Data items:
########################################

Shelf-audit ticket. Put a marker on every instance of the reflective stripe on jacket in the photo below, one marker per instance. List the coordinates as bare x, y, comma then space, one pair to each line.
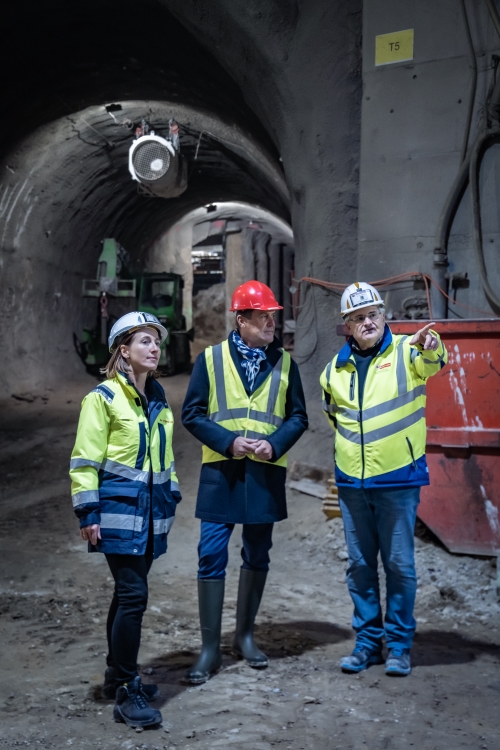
256, 415
382, 443
122, 466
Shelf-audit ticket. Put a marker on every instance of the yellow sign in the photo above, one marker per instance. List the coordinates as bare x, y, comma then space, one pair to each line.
394, 47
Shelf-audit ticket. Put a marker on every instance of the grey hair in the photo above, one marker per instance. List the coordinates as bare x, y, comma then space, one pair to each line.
380, 307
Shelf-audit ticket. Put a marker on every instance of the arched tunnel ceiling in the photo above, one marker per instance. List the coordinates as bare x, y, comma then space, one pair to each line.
278, 84
70, 57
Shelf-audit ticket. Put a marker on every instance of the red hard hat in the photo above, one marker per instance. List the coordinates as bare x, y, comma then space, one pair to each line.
254, 295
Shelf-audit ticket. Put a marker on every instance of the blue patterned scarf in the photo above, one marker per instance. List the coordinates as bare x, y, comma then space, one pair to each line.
251, 358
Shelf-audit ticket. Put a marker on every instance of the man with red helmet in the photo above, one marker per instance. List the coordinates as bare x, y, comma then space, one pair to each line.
245, 403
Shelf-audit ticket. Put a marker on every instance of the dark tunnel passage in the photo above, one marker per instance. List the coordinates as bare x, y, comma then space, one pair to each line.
257, 126
65, 180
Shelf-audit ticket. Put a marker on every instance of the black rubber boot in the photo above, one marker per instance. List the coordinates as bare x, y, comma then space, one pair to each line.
250, 591
210, 600
132, 707
151, 692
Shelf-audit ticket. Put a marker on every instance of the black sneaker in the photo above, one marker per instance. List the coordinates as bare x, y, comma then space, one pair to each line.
151, 692
132, 707
360, 659
398, 662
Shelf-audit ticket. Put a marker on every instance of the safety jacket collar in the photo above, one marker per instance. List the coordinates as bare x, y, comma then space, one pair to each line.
345, 353
154, 391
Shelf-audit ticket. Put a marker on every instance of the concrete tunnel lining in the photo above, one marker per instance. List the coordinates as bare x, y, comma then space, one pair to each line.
68, 187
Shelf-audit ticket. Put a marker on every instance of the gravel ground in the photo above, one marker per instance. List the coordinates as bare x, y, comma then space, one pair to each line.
54, 597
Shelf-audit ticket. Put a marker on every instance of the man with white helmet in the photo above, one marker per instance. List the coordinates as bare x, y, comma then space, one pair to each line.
374, 397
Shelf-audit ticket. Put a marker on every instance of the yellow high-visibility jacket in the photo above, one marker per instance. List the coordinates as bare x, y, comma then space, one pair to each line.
122, 466
381, 444
256, 415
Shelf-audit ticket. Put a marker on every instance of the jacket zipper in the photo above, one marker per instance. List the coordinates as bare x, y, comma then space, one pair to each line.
413, 462
353, 380
360, 420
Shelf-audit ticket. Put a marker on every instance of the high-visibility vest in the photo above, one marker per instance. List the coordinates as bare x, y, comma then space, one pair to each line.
256, 415
382, 442
118, 454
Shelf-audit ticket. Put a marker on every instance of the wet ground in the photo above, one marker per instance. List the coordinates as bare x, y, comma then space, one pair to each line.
54, 597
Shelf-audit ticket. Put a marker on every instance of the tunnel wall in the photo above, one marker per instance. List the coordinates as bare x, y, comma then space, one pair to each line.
414, 115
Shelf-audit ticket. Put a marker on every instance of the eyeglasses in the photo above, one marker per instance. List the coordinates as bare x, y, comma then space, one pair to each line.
361, 318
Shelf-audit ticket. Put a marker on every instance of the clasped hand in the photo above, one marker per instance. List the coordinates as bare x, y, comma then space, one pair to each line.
91, 533
244, 446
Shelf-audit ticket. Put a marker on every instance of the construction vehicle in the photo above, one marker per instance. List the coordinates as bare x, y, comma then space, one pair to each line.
117, 290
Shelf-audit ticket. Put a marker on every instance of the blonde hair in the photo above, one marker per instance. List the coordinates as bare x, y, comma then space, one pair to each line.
118, 363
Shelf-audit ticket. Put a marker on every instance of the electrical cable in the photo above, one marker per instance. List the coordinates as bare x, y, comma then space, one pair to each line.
494, 15
472, 94
493, 299
391, 280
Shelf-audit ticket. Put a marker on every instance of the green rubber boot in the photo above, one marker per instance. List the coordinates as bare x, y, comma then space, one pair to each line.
250, 592
210, 600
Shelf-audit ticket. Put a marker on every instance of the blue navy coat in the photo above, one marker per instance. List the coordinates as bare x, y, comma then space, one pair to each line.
243, 491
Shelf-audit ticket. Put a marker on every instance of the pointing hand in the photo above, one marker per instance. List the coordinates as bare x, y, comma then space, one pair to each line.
426, 338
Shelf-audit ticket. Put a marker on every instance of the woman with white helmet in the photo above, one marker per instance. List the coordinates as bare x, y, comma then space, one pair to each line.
125, 492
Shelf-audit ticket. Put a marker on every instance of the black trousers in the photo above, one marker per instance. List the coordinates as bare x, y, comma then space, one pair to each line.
129, 602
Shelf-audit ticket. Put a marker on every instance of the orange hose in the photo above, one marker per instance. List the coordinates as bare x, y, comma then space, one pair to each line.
427, 279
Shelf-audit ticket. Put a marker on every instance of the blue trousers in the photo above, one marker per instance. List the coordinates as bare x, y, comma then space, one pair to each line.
214, 541
381, 520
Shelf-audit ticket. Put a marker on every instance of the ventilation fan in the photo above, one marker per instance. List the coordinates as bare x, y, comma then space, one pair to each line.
157, 166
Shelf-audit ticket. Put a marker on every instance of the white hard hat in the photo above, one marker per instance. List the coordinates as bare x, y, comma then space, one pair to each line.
130, 322
358, 295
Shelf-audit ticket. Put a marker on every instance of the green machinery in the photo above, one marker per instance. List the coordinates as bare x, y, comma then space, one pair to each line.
117, 291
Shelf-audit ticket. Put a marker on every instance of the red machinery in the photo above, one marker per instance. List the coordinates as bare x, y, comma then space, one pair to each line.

########################################

Exercise aim: Without including any picture, retype the entries exactly.

Right answer:
Shelf-audit ticket. Put a marker on every instance of the reflective stripe on jacket in the photo below, one marker per instance. List the coordinates as bare x, y, comma then space, one pair to each line.
256, 415
382, 443
122, 466
Shelf-audit ticket. Put a marker on every instance of the yellow sign in the photo above, one marker per instance. List the coordinates as bare x, y, comma then space, one pair to each line.
394, 47
Shelf-audit ticket. Put a marker on every instance of the grey hair in the photo above, one marker per instance. List the coordinates as bare x, y, comma then space, one pair to each line.
380, 307
Shelf-audit ticket. Put a marker on every instance of the arched tunnel ceiling in the photo above, one marker per instance. List the coordinates as bare x, y, comma then space, one pair to each line.
278, 84
70, 57
Shelf-audit ticket. Put a marker on every instance of the red hard hat in the photo above, one marker per instance. List the coordinates as bare x, y, comma then space, one pair to each line.
254, 295
Shelf-audit ticket. Put a marker on every instance of the blue patterned scarf in the photo above, one marker per instance. List the coordinates as bare x, y, comma then space, one pair to each line.
251, 358
Shelf-audit ticket. Put a marker on every instance of the man with red helmet in the photo above, one marker per instance. List the coordinates as bare x, y, comma then space, one pair to each line.
245, 403
Shelf-audit ticket. Put a marker on every instance of the dark tunnel passage in the photo above, one marker per instance. List the coordinates as bare x, y, comma then space, one pair to each line.
257, 126
65, 180
Shelf-audit ticket. Put a marker on every instance of the black rubber boot in the photo above, one marker per instance. List the coordinates as bare x, y, comma then space, one pair to each line.
250, 591
210, 600
132, 707
151, 692
Shelf-audit ticket. Put a marker on every instance of the black sneaker in the photo above, one marker per instance. List the coordinates as bare x, y, comma then space, one pair to each line.
151, 692
132, 707
360, 659
398, 662
Shelf-audit ticket. Put a marker on every instance of the safety jacket collar in the photo above, one marker per instance. List the coordinates as bare x, y, comma then space, one pair to each line.
345, 353
154, 391
Shelf-audit ticket. Put a marker on every instance of the concrete tunnel lining in the photo above, one marker per instance. List the coordinates as bare x, y, comma then space, one pair to each line.
68, 187
Shelf-audit ticket. Put a marker on every instance of the gravel ground in the photo above, one marker per instance. List the coordinates as bare x, y, comma then space, one pair to each line.
54, 597
Shelf-audit ticket. Put a marker on every instance of the man with white helmet in the photo above, one marker per instance. List the coordinates as bare x, y, comma then space, one pair to each line.
374, 397
Shelf-audit ticket. Put a marker on every instance of the yellow high-visibility jacket in the photo above, one marker per instance. List the coordinates as bare x, y, comma then space, one pair to each line.
122, 466
381, 444
256, 415
Shelf-audit ticket. Put a marker on every instance of the jacket zipper in the photo above, one marker per instance. List the coordinates as bare x, y, comma then space, one pair to each line.
413, 462
353, 380
360, 420
Shelf-audit ticket. Put a marker on every instance of the high-visibility vest in the photo above, one marker per instance. List the coordinates as bare x, y, comma then space, one pair to each line.
256, 415
382, 442
118, 454
Shelf-audit ticket. Put a marker on every instance of the wet ground in the photo above, one marker per instance. List the coordinates as bare x, y, comma then space, one pair to each line.
54, 597
Shelf-audit ticket. Put a marker on every instance of the tunnel wall in the photo above, one marker per instance. List the coordinates as bare x, y, comma then space, one pair to each line.
414, 115
Shelf-audit ticket. Put a marker on every instance of the eyeglasses in the photo above, one marker per instance. List the coordinates as bare x, y, comma then space, one pair to each line.
361, 318
Shelf-audit ticket. Put a marker on every instance of the clasped hand in the photo above, one marker per instance. List the coordinates as bare x, y, comma then space, one pair to each line.
91, 533
244, 446
Shelf-audit ticket. Put a marker on every instance of the construction vehicle in the photo above, one marker per instance. List the coordinates as bare x, y, comma then space, one pair to each line.
117, 290
Shelf-audit ticket. Put a marker on every instance of the blonde hair in the photo above, one marker per instance. List the coordinates as bare x, y, comma then space, one pair to each line.
118, 363
Shelf-audit ticket. Put a marker on every instance of the electrical cable in the photo above, one marker per instance. List the coordinates as bare x, y, comma then space, one pair to each line.
494, 15
472, 94
493, 299
391, 280
Shelf-audit ticket. Put a marker on every instance of the green rubber boot in the photo above, one marker per instance. List the coordinates as bare x, y, comma then space, one pair to each line.
250, 592
210, 600
Shelf-audit ticket. Put a marker on every instance of the blue navy coat in the photo above, one marker per instance. List the coordinates as bare x, y, comma then space, one pair to each line.
243, 491
Shelf-audit ticket. Put a marker on every instance of the pointing hand in the photo above, one marker per instance. List the coordinates as bare x, y, comma then space, one pair to each line.
426, 338
Shelf-audit ticket. Put a marker on every instance of the woman with white helmet in the photo above, one marker per instance. List the coordinates as bare x, y, comma then space, one pair to each line.
125, 492
Shelf-audit ticket. Put a marker on every instance of the black trousers in the photo above, one marker per instance. List the coordinates as bare x, y, comma then space, one pair to each line.
129, 602
Shelf-audit ticket. Put a marker on every instance of the orange hose in the photo above, one marker per instance. List the coordinates as bare x, y, comma then space, one pair to each line.
427, 279
Shelf-audit ticket. Put a marker on every instance of the blue trousers in the photo above, one marker per instance. List the coordinates as bare x, y, comma then space, one pair to each line.
214, 541
381, 520
Shelf-audit ticket. Put a marker on every instance of the ventilation fan in the photo above, one marker per instance. List the coordinates as bare x, y, comma then space, one pair to each line.
157, 166
Shelf-audit ticket. Put a marker on every instance of the white hard hat in the photo above, one marker per instance. List the coordinates as bare x, y, comma then space, one pair to each line.
130, 322
358, 295
Shelf-audit ticket. Put a marker on every instance of the green machinery in the photo above, one marker per instance. List the coordinates as bare x, y, comma then space, one pair to each line.
117, 291
Shelf-audit ticket. Put a marker on every instance of the red machinery in the photo above, one marker per instance. List the coordinates as bare x, y, comma then space, one pair to each line.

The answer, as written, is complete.